Every line from the line containing "the white seat" through the final line of the data is to be printed exactly; no other line is to appear.

>>>>>

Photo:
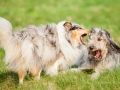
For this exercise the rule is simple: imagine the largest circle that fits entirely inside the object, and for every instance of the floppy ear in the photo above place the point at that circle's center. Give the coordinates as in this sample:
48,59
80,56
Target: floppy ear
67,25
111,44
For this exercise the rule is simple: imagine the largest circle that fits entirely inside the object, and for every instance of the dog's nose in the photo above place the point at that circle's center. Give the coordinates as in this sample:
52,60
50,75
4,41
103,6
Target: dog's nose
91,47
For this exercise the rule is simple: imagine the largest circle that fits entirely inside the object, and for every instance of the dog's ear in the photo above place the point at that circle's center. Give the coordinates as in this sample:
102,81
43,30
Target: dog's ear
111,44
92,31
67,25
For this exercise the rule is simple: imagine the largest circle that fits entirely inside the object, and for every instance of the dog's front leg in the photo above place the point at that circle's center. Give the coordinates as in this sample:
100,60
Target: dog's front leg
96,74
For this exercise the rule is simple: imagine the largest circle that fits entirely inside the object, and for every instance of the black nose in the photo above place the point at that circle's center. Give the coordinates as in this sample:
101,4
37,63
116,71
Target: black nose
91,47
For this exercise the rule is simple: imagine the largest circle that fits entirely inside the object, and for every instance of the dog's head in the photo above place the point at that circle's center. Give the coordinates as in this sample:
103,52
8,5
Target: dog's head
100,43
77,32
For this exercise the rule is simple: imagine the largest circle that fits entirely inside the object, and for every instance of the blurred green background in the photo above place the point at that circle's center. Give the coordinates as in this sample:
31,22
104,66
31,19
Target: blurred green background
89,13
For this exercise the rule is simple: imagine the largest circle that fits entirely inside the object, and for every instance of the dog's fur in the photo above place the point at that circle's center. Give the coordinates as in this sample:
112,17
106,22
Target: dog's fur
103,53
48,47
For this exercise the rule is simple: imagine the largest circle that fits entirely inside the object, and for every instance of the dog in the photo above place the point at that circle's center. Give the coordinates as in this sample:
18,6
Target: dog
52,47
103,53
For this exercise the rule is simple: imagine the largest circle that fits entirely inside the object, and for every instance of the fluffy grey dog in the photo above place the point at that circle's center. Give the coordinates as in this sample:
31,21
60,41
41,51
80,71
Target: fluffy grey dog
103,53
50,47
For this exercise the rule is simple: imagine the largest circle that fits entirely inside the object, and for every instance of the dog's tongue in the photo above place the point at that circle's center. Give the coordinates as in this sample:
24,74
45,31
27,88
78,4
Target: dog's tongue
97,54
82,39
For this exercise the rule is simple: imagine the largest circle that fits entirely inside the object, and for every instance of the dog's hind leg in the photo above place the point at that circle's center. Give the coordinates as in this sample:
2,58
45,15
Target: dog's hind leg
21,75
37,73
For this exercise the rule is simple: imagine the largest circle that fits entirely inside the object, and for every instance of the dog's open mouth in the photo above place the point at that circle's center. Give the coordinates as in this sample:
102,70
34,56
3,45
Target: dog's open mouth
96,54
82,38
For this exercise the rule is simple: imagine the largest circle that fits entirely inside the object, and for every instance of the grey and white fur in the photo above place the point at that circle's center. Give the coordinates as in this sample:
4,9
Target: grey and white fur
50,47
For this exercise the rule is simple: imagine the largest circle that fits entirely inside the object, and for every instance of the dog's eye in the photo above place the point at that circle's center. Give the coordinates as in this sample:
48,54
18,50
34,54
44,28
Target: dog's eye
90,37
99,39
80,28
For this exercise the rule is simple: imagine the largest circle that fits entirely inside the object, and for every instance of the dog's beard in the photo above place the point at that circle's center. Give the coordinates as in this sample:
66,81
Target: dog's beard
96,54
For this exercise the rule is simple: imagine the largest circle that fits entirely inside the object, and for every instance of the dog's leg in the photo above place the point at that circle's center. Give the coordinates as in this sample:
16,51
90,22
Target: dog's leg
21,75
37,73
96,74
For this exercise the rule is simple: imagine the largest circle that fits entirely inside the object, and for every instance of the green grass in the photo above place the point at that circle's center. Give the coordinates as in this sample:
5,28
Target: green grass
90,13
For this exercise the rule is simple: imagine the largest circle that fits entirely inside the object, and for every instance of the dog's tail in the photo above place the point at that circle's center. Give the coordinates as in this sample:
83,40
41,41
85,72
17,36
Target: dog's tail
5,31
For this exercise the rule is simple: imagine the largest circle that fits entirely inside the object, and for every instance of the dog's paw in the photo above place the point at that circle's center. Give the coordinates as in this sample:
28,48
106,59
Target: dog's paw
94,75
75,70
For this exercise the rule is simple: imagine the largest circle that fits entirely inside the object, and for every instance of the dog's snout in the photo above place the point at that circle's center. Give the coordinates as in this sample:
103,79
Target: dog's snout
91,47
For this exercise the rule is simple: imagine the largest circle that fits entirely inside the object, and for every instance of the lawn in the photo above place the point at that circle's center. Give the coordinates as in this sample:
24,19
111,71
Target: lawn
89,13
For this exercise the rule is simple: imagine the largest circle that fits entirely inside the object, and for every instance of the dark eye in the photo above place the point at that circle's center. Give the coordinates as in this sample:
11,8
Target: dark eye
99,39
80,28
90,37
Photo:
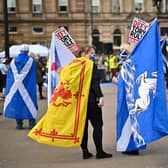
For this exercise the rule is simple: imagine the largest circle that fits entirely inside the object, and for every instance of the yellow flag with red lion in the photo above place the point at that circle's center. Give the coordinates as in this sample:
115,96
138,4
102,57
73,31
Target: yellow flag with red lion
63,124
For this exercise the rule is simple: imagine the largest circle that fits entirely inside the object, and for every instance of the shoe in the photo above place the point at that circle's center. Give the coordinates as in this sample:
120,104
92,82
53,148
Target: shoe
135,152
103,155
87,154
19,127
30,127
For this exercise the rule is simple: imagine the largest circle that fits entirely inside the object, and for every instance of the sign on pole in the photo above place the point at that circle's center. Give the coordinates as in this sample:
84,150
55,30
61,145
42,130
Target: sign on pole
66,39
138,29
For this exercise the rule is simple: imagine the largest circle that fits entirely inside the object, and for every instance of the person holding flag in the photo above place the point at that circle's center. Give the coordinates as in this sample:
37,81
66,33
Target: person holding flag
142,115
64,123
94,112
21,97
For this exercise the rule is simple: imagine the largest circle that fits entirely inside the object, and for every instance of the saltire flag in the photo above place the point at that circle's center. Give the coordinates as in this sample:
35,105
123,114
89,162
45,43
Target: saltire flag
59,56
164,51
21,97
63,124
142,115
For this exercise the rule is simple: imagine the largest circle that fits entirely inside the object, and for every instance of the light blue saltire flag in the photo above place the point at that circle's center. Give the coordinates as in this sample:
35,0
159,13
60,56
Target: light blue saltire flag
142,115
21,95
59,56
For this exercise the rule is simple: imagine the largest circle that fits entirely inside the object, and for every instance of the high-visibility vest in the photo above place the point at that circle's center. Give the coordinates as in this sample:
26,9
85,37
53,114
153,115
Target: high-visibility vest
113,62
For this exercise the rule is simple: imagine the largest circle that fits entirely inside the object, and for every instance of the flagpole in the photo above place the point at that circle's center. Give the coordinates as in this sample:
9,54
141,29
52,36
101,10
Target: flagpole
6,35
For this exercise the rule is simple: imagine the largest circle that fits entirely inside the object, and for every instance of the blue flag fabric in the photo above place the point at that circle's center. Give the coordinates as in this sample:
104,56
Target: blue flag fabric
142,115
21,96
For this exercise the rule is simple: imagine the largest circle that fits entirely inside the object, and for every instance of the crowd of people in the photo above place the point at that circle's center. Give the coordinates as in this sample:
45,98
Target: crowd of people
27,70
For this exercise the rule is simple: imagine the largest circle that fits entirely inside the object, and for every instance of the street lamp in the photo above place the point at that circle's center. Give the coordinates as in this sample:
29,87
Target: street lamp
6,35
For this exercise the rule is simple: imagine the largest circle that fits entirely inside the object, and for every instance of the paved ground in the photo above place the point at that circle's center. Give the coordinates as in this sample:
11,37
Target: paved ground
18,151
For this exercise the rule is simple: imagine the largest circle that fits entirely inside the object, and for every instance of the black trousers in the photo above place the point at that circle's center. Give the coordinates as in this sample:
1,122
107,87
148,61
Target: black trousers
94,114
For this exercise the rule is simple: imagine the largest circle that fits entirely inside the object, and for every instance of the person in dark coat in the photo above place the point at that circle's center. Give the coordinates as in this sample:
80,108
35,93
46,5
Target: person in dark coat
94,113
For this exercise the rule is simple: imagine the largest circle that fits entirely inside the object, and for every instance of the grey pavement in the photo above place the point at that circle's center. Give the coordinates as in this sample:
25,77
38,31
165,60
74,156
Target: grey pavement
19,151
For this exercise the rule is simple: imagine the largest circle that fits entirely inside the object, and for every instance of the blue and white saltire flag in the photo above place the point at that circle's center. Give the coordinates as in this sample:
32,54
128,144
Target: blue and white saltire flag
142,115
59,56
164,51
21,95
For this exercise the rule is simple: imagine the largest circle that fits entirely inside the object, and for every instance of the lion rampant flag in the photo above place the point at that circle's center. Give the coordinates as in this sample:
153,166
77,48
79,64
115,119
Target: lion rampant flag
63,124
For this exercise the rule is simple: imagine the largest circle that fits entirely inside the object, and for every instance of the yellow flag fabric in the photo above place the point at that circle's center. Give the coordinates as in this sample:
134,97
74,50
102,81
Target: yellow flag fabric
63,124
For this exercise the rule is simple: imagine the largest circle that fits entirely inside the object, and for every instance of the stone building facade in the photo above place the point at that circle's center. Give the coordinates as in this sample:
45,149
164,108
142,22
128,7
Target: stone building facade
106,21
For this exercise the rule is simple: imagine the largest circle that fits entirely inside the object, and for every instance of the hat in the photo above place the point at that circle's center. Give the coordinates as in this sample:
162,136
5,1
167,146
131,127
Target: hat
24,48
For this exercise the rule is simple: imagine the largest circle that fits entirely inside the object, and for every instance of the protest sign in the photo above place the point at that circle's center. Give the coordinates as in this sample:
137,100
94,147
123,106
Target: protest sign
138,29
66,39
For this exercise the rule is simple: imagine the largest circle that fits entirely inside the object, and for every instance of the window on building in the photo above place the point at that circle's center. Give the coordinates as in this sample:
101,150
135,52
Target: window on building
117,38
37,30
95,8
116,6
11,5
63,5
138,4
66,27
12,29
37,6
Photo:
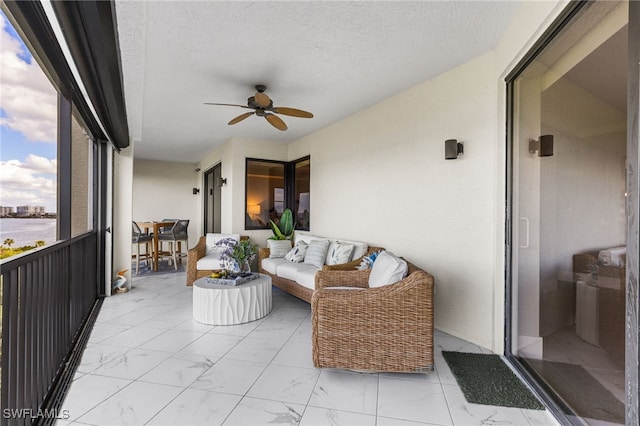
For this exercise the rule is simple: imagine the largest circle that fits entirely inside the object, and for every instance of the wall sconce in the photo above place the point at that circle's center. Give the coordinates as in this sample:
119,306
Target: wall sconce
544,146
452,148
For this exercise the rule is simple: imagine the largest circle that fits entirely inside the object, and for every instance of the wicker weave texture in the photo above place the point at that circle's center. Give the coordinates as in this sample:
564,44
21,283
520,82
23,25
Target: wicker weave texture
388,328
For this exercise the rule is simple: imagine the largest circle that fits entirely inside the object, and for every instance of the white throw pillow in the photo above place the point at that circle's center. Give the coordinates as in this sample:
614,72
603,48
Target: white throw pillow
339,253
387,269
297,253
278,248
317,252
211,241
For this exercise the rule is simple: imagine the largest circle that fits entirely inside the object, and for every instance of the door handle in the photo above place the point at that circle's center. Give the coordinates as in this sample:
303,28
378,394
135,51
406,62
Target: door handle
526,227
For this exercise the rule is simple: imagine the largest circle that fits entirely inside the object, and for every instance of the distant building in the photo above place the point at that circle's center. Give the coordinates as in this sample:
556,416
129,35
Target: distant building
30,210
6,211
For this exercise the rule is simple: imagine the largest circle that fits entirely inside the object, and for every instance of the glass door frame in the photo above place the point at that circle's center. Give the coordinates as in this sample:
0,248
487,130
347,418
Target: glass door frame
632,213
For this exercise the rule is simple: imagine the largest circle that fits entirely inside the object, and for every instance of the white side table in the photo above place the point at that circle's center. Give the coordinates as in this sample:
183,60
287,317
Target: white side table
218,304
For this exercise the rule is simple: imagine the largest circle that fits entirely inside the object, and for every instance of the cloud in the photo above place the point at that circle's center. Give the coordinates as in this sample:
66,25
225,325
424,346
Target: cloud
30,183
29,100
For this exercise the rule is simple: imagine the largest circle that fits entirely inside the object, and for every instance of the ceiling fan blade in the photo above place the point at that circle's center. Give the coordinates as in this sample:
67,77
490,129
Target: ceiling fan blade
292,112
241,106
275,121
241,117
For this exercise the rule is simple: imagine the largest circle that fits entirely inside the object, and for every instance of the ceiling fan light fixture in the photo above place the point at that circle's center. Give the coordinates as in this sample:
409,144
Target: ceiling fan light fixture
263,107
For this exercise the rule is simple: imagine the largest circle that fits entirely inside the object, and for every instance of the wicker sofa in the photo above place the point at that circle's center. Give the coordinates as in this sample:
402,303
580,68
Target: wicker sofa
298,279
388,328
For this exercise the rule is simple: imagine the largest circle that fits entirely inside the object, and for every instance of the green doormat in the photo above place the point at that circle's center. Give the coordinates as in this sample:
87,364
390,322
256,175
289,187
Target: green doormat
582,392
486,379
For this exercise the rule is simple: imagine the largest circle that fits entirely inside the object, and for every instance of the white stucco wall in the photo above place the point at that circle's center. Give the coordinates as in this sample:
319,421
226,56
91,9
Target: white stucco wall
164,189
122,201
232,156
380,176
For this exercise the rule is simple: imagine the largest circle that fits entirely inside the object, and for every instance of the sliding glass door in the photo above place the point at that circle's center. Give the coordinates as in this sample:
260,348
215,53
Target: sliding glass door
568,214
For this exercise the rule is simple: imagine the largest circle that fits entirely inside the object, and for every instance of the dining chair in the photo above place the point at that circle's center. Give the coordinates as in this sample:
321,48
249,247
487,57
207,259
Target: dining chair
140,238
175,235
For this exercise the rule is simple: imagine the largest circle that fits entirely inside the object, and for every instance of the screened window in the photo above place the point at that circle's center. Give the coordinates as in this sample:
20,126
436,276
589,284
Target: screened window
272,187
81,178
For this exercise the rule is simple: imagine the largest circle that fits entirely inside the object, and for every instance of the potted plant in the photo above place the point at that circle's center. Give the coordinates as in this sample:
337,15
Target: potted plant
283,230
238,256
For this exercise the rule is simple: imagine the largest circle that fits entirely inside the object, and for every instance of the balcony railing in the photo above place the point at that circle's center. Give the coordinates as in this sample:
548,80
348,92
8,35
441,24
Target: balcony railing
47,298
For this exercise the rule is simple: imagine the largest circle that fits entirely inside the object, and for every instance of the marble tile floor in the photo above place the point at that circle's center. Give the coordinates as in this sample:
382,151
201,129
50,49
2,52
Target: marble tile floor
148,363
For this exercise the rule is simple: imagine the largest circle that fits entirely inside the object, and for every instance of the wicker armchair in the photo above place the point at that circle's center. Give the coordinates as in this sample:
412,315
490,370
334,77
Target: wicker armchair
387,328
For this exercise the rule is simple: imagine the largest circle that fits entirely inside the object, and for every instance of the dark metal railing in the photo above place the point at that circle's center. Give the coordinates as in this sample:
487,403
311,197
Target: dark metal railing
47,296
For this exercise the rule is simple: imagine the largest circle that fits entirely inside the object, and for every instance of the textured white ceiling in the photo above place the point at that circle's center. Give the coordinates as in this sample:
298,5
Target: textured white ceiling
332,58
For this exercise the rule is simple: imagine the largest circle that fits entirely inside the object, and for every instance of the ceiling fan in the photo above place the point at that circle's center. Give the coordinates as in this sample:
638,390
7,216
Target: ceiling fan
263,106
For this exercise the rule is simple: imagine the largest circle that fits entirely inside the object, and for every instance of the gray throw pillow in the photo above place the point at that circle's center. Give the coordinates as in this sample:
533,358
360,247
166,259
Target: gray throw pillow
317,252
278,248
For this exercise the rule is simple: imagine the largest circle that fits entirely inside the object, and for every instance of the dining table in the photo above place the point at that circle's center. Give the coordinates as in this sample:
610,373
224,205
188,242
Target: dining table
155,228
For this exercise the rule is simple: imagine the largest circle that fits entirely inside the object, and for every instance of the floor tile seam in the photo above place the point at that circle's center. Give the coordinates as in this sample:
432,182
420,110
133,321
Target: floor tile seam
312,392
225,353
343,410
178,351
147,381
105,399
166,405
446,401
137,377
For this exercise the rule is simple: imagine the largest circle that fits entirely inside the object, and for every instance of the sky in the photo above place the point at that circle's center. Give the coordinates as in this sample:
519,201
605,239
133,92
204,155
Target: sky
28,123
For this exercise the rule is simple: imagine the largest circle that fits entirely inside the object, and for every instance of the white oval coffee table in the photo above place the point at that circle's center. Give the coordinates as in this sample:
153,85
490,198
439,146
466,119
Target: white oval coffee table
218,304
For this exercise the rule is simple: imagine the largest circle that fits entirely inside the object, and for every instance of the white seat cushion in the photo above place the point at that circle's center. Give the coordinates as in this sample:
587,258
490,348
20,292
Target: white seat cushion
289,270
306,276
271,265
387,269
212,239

<<<<<

**SOLVED EXERCISE:**
For this exercise the rule is simple: imagine the largest circle that fits entirely inside the object, and for every instance of the white seat cushion in the photo above place the point at that circle's center. Give the coordinates as in this sample:
587,258
490,348
20,292
Target: white seat cushion
289,270
306,276
271,265
387,269
212,239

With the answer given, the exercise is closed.